_The task_.
Write the next part of the interview about the early punk bands, starting right after its last sentence.

_Source excerpt_.
*****
At the same time, they suddenly came up with this idea for "White Riot."  I said "I'm not fucking singing 'White Riot'- you're joking!"  That "no Elvis, Beatles or the Rolling Stones" in "1977" was bad enough for me.  We were just about to make the first record.  By the way, I wrote on all the tunes, not just one-third of one tune ("What's My Name") like it says on the disk.  But anyway, there's a rehearsal where they're in one room and I'm sitting on my own in another room.  I wasn't on any drugs or anything- I was being real miserable, giving off a bad vibe.  They'd say "what's the matter with you?"  I'd say "nothing."  Then they'd push me and say "WHAT THE FUCK IS UP WITH YOU?"  I said "If you really fucking want to know, it's as simple as this- this band is either Mick's band or my band.  You either do it my way or Mick's way.  I think I've got to leave this band 'cause you're already doing it Mick's way and that's fine.  The band's really getting me down."

When it came to drugs, yeah, we were doing a bit of speed.  I could handle my come-downs but Joe used to have terrible come-downs.  But it wasn't about drugs.  It was about... I found the Clash to be a lame punk-rock band.  They weren't the band I wanted them to be.  I didn't like the clothes they wore!  I didn't like the fucking outfits.  I liked Bernard.  I didn't like the tunes.  I didn't like any of the fucking tunes on the first album, even the one I wrote ("What's My Name").  It wasn't hard enough.

So we had this little vote very quickly.  Mick said "I want him out."  Joe said "I want him in."  Paul just went with the flow of the band.  So I was out.  Terry Chimes, for some reason, didn't get a vote. (laughs)  And that was it.  I was out, I was gone.
 

PSF: I wanted to backtrack and talk about a few things you brought up.  You were saying that your sensibility was different from Mick's.  How did you see that?

I could put it very simply.  I though Mick was lame, I thought I was hard.  Look at the way Mick plays guitar and look at the way I play guitar.  You must have seen him at gigs- it really speaks for itself, doesn't it? (laughs)  The difference between me and him is the difference between the Clash and PiL.  That's it.

Already, we had done gigs with the Pistols at a place called the Black Swan.  It was exactly the same scenario as the Pistols.  I remember John sitting miles away from the rest of the band members, looking miserable.  There's me sitting in another corner, away from all my band members, looking miserable.  So I walk over to Lydon and talk to him.  We know each other but we don't KNOW each other because we're the rival bands.  We knew we were both in the same scene but we knew we were the best bands on the scene at the time?  I said "I'm out of here after this gig" (it turned out I was out a few gigs later after the Roundhouse show).  "Do you want to get a band together if the Pistols ever end though it doesn't look like it at the moment.  Looks like you could be the next Beatles. But if it ever changes... And there's no way I'm going to be in a band with Steve Jones.  It's going to be a different band or it's going to be the Sex Pistols with me."

In the end, I formed a band with Sid (Vicious) called Flowers of Romance.  Malcolm kicked Glen (Matlock) out and got Sid in.  Sid destroyed the Pistols and we formed PiL. (laughs)
 

PSF: What did you think of the Sex Pistols as a band?

Oh, they were the best fucking thing I'd seen in years.  I'd come off this Yes tour and about two years later, the bands that were hot were the Stranglers (yuck!), Eddie and the Hot Rods and this band called the Sex Pistols.  I walked into this pub in West London and I saw my first Pistols gig.  It was one of the best, maddest things I'd ever seen.  That's when I totally knew that I was in the right place at the right time.  It was one of the highest points of my life.
*****
_Dataset rows_.
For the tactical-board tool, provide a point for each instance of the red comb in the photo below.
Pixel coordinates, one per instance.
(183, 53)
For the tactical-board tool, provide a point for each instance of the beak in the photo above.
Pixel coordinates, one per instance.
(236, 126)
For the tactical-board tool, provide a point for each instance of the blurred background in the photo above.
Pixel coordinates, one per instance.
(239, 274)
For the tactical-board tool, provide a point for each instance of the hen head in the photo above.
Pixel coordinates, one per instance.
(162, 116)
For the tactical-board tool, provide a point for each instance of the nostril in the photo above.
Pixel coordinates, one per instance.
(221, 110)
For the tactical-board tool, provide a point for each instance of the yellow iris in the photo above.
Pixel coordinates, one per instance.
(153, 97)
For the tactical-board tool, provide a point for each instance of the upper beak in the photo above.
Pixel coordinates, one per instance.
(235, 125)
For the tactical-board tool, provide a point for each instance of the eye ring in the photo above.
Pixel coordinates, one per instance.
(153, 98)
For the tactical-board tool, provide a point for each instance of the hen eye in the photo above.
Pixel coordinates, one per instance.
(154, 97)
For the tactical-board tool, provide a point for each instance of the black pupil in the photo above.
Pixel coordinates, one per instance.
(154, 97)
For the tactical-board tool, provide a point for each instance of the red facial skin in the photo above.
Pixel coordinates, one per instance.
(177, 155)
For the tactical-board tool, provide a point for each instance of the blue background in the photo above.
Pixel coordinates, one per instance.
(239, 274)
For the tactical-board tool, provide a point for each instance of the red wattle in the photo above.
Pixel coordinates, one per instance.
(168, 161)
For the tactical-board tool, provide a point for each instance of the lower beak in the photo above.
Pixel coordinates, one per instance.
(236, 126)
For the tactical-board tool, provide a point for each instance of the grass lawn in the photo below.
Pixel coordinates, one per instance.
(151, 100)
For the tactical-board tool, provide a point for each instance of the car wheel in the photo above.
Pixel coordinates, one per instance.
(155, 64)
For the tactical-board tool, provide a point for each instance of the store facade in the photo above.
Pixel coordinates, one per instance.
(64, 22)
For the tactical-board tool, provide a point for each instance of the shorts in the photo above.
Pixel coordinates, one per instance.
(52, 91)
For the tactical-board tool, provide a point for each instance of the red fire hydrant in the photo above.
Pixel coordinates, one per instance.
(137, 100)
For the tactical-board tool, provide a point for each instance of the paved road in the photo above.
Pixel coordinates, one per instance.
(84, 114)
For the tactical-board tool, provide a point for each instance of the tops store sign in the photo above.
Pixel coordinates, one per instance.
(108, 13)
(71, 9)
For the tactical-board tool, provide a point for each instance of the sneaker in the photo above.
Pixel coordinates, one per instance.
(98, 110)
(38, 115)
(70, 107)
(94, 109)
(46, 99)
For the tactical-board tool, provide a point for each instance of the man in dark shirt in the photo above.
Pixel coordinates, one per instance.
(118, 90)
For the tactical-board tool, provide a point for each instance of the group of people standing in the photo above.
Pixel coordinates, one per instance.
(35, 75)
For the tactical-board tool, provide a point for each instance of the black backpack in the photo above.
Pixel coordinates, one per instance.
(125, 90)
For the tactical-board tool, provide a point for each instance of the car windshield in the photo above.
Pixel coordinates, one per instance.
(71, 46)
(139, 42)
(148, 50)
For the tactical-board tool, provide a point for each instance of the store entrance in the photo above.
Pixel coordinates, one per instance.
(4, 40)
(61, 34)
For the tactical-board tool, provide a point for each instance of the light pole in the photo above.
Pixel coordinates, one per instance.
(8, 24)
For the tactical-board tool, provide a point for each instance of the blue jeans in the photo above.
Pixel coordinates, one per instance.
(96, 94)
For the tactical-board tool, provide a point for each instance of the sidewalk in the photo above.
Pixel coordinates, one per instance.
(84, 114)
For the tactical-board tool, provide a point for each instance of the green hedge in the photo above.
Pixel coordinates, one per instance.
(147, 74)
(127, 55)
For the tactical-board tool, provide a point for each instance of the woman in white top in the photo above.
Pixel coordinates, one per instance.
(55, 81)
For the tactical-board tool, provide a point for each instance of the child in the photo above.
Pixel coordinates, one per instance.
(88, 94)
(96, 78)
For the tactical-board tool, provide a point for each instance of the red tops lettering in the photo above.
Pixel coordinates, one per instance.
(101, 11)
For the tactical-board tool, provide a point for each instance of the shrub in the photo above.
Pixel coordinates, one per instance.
*****
_Result of this exercise_.
PSF: But you were saying that there was no way you could be in a band with Steve (Jones)?

The way I was it was "If you work with me, John, the Pistols is one thing..."  Didn't you tell me before that PiL sucked after I left?

PSF: Yep, that's the truth.

So the difference between PiL and the Sex Pistols is the difference between what I had in mind and what the Sex Pistols did.  The Pistols were a fucking great band.  For the Pistols, the only guitarist is Steve Jones and is only bass player is Sid or Glen.  That's why I didn't want to join the Sex Pistols.  That wasn't what I wanted to do.  I wanted to do Public Image Limited.  I'm doing it with Missing Channel now.  I'm still doing PiL! (laughs)

At least it's changed from PiL to G-Force to all these multi-media groups to Missing Channel.  I can't keep calling it PiL! (laughs)
 

PSF: For the first Clash record, you were saying that you didn't get a lot of credit for the work you did there.  What did you do exactly?

Mick had the main body, the foundation of the songs.  The one tune that I totally wrote on my own was "What's My Name."  That's when I mastered how to write a song.  "Oh, that's how you do it?  It's so easy!"  The credits they gave me on the album... I didn't play at all on the album but they credited me for some reason for "What's My Name" as a third credit.  And they didn't credit me on anything else.  And I wrote a lot of that other stuff.  I contributed to it.  Those songs wouldn't sound they way they did if I hadn't contributed to them.  I didn't contribute that much to "1977" and "White Riot" 'cause those are the things we literally split up over.  But all the other stuff I did.  I should have at least gotten a third credit on the other tunes and full credit on "What's My Name."  And they've never paid me for it either.  On the that new live album they put out (Here to Eternity), they've got that ("What's My Name") on it but it just says (credited to) Strummer-Jones.  For the amount of albums they've sold, we could be talking about a million quid.

PSF: Can you listen to that first album objectively at all then?

Yes, I can.  It's a bit lame.
 


(This is a brief break in the action and then Keith continues with a train of thought)



You were asking me before about what bands I was into.  It's really important (to say that) I really, really loved David Bowie so much as well.  The way he sung, the way he looked, the way he changed all the time, his music.  I was made more aware of him with The Rise and Fall of Ziggy Stardust and then I got into Hunky Dory and all the albums after at.  I listen to them all the time.  I didn't like his Tin Machine phase but I totally understood it, what he was doing.  I want to work with him.
 

PSF: Before, you were saying that when you were starting up the Clash, all of you were against...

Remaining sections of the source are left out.